Défi A: Renvoyez à l'identique le passage de l'extrait sur le musée de Tervuren compris entre « Après un bref » et « disproportion, est saisissante. », bornes incluses.
Défi B: Dans les lignes qui suivent l'extrait, de la première jusqu'à celle qui contient « [[613, 266]] » incluse, substituez « Can you locate » à « Can you spot » sans rien modifier d'autre. Restituez uniquement ces lignes, sans les images.

Essai
Quand l’écrivain et journaliste Christophe Boltanski décide, pour honorer la commande de la collection « Ma nuit au musée », de se rendre à Tervuren, à Bruxelles, dans le palais construit entre 1905 et 1910 sur ordre de Léopold II qui souhaitait disposer d’une vitrine pour ses conquêtes impériales, ce n’est pas sans une certaine appréhension. Comme pour l’avertir, la tempête fait rage. « Je me dirige vers une énormité. Un empire enfermé dans une boîte, une encyclopédie en trois dimensions, une arche qui contient tout. Faune, flore, hommes et dieux. » L’endroit renferme en effet l'une des plus riches collections de sciences naturelles au monde, mais est surtout tristement célèbre pour avoir été, jusqu'à sa fermeture provisoire en 2013, le dernier musée colonial d’Europe, le seul à n’avoir pas réaménagé ses vitrines depuis les années 1950 et à témoigner sans retenue ni esprit critique de la grandeur de l’œuvre civilisatrice des Européens en Afrique.
Le musée a rouvert ses portes en 2018 sous le nom d'Africa Museum, restauré, réaménagé et dépouillé de tout ce qui témoigne de la prédation dont il est né, "décolonisé" en quelque sorte.
Est-ce possible ? demande Boltanski en filigrane. On sent dans ses guillemets un très léger et compréhensible scepticisme, une défiance vis-à-vis de la conscience (mauvaise ? bonne ?) blanche qui ne saurait se libérer aussi aisément de son fardeau et de sa coulpe. Son "King Kasaï" est traversé par le doute, la perplexité, c’est ce qui en fait le prix.
Après un bref préambule sur le pari qu’il a accepté de relever en s’enfermant dans cette caverne, il va droit au but et résume en quelques mots la mainmise et l’appropriation en 1885 par Léopold II, roi des Belges, d’un « bassin grand comme quatre-vingts fois son plat pays ». Quatre-vingts fois : la proportion, plus exactement la disproportion, est saisissante.

Lignes à traiter:
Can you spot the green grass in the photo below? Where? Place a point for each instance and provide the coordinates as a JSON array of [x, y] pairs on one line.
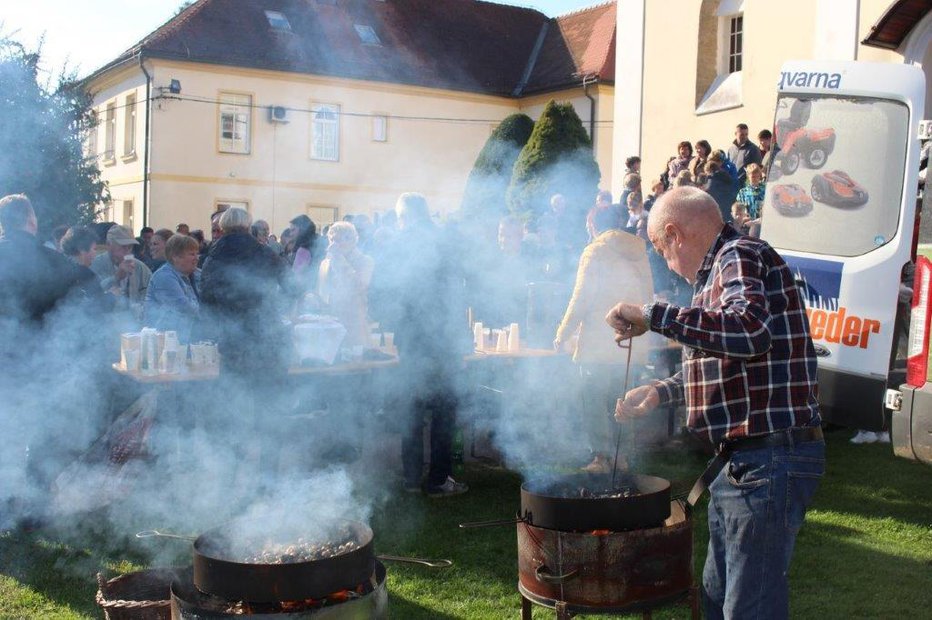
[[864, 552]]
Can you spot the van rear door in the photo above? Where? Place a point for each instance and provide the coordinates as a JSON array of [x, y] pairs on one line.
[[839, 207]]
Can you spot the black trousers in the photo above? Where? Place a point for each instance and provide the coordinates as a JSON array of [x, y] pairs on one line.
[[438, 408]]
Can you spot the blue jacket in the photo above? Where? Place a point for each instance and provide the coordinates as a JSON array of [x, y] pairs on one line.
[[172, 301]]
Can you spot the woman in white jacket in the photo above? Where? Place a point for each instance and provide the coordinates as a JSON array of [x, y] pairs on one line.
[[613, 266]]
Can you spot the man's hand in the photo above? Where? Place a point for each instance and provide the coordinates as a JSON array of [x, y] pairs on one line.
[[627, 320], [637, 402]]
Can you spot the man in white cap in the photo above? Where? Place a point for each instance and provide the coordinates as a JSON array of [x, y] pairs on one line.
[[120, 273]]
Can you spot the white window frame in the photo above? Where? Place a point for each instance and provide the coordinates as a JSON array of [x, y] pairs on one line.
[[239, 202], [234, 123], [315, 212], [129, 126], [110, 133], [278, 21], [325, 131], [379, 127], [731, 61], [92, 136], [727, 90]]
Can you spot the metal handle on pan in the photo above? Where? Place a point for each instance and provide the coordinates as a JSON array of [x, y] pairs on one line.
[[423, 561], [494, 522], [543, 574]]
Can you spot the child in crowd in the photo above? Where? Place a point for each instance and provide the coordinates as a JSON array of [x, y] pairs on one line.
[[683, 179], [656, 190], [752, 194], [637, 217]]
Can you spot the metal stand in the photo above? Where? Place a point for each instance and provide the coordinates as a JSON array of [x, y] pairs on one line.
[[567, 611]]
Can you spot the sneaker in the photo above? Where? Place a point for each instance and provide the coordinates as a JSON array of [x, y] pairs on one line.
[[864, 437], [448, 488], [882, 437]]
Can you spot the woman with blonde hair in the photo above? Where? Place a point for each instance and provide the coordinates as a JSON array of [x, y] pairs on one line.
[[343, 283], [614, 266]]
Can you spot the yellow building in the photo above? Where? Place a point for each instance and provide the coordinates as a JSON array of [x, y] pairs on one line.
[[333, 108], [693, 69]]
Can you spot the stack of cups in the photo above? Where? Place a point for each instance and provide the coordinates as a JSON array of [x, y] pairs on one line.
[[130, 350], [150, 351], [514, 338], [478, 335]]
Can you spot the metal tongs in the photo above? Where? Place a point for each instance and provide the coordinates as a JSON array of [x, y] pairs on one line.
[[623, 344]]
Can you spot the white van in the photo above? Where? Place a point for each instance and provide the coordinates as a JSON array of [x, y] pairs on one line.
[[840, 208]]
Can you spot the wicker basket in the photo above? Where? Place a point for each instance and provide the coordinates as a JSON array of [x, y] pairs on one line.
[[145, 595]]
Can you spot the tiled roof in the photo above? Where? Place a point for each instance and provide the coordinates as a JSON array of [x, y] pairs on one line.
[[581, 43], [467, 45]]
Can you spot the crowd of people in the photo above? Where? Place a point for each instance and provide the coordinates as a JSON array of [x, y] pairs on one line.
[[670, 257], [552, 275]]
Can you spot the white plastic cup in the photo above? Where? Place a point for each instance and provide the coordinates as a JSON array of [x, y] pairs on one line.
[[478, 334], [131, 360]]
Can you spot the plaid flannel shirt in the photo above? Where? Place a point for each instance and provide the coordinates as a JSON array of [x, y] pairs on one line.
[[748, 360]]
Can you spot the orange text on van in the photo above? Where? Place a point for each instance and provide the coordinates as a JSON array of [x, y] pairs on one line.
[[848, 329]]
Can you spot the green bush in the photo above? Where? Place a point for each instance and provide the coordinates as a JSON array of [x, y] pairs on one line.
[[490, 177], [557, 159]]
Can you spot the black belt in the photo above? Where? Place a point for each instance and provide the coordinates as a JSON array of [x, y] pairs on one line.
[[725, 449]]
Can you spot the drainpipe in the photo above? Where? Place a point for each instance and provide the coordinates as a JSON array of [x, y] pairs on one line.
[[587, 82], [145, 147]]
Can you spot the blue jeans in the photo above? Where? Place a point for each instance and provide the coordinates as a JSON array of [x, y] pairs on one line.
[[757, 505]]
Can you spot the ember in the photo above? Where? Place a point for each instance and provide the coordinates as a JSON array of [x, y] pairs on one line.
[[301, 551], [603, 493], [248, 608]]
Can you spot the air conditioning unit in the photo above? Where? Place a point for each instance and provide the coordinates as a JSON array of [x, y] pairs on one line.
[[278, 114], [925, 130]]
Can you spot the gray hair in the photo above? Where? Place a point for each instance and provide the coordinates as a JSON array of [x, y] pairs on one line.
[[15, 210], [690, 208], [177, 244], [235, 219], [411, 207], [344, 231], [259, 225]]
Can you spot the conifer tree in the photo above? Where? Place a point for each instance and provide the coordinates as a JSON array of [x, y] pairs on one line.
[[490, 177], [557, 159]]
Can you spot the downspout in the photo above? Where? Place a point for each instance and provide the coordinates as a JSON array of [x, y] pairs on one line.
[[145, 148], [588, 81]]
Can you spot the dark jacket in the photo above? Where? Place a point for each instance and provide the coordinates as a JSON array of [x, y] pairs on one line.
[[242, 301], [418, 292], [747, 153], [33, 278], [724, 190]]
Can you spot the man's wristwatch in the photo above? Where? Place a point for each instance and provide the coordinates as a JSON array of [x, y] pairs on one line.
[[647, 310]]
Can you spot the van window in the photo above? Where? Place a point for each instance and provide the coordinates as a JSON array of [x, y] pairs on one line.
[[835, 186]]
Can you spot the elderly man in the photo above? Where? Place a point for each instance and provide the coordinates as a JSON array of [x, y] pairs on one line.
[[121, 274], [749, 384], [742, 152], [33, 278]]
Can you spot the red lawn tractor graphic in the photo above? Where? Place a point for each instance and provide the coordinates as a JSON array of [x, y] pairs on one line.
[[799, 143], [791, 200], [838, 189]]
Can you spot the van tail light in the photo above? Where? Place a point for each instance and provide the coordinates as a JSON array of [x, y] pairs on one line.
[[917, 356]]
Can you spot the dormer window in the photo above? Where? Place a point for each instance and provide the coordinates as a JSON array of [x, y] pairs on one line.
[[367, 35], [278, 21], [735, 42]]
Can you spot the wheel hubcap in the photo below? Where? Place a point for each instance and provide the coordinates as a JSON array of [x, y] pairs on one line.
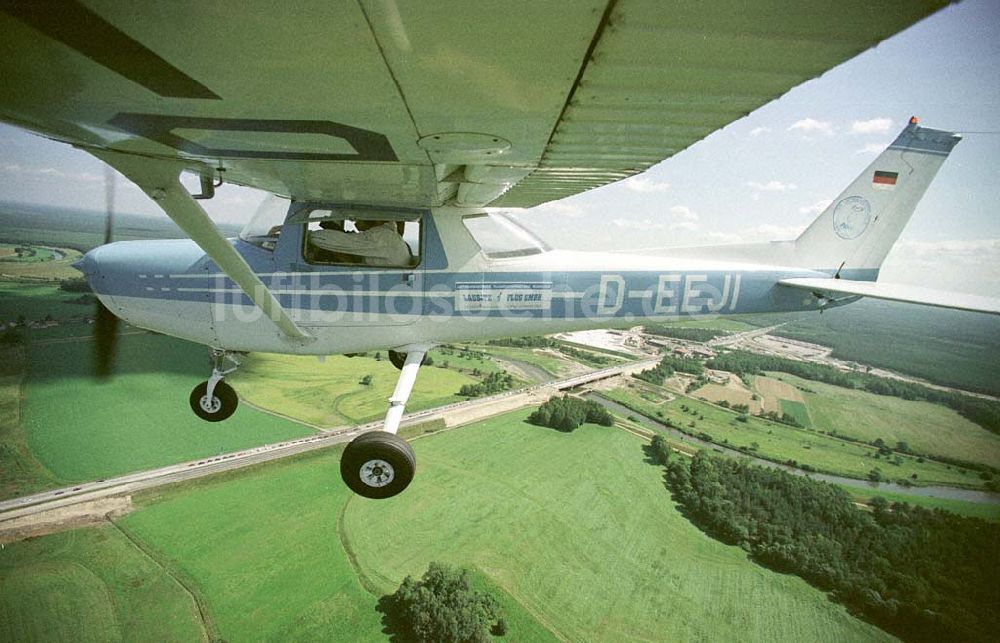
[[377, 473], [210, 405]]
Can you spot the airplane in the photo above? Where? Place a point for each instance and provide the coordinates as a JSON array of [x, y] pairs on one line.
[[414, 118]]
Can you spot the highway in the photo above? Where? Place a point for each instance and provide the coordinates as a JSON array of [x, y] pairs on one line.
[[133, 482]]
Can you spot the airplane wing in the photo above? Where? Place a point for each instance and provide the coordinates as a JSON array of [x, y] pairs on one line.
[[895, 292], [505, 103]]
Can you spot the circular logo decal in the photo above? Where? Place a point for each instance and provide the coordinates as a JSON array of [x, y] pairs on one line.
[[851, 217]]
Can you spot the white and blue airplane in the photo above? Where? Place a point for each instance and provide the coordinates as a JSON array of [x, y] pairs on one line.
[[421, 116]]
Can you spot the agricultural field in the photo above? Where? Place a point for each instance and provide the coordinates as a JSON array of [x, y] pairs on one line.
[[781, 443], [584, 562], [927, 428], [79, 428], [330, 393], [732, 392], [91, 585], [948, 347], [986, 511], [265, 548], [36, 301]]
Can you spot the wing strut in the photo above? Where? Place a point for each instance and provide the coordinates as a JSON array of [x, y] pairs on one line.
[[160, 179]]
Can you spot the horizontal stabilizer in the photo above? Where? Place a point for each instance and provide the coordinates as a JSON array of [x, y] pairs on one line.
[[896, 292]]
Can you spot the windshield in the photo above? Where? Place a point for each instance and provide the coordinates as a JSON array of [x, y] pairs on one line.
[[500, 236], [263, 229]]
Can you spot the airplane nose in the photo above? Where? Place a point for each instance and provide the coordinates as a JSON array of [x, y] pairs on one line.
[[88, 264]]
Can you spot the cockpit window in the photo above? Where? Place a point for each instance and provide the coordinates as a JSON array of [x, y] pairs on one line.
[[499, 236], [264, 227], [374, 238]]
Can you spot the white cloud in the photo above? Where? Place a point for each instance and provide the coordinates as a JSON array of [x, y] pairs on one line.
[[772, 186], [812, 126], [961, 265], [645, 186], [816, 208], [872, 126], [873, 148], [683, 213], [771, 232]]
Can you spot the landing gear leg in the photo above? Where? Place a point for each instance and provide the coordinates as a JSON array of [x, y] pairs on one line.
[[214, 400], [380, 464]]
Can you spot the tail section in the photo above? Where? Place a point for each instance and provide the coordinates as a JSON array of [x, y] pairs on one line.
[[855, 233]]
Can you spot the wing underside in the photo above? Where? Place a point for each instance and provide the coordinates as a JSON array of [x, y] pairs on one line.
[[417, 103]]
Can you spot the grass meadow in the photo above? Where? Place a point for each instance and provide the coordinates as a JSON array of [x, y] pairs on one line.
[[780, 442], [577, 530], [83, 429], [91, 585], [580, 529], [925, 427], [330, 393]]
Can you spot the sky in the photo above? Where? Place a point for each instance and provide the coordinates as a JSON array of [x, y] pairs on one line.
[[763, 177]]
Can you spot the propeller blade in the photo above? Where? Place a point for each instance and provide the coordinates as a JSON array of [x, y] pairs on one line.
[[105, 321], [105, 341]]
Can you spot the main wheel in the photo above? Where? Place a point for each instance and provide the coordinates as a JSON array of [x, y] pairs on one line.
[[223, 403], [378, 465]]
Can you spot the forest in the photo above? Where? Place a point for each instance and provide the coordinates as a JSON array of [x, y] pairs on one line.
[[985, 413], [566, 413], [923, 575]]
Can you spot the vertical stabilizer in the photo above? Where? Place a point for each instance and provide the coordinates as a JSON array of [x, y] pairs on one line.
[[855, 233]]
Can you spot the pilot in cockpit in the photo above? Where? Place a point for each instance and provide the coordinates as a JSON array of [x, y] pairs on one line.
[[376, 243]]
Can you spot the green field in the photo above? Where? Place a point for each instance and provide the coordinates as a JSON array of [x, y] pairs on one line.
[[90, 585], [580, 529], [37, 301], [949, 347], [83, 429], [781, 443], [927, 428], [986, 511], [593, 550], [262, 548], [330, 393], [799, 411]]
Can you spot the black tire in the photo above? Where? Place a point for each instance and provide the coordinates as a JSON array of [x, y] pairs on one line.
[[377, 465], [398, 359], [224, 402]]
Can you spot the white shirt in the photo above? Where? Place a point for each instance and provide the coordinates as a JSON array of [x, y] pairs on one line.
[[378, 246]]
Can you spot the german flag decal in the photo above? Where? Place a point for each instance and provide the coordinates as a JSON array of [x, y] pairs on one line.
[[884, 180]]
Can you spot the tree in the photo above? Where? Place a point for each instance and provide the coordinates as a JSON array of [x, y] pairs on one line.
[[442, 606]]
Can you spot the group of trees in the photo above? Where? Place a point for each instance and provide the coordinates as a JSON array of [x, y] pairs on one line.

Réponse A:
Après un bref préambule sur le pari qu’il a accepté de relever en s’enfermant dans cette caverne, il va droit au but et résume en quelques mots la mainmise et l’appropriation en 1885 par Léopold II, roi des Belges, d’un « bassin grand comme quatre-vingts fois son plat pays ». Quatre-vingts fois : la proportion, plus exactement la disproportion, est saisissante.

Réponse B:
Can you locate the green grass in the photo below? Where? Place a point for each instance and provide the coordinates as a JSON array of [x, y] pairs on one line.
[[864, 552]]
Can you locate the van rear door in the photo above? Where? Place a point for each instance and provide the coordinates as a JSON array of [x, y] pairs on one line.
[[839, 207]]
Can you locate the black trousers in the photo above? Where? Place a point for each instance and provide the coordinates as a JSON array of [x, y] pairs on one line.
[[438, 408]]
Can you locate the blue jacket in the photo above? Where? Place a point for each instance and provide the coordinates as a JSON array of [x, y] pairs on one line.
[[172, 301]]
Can you locate the woman in white jacket in the photo above? Where? Place a point for each instance and provide the coordinates as a JSON array of [x, y] pairs on one line.
[[613, 266]]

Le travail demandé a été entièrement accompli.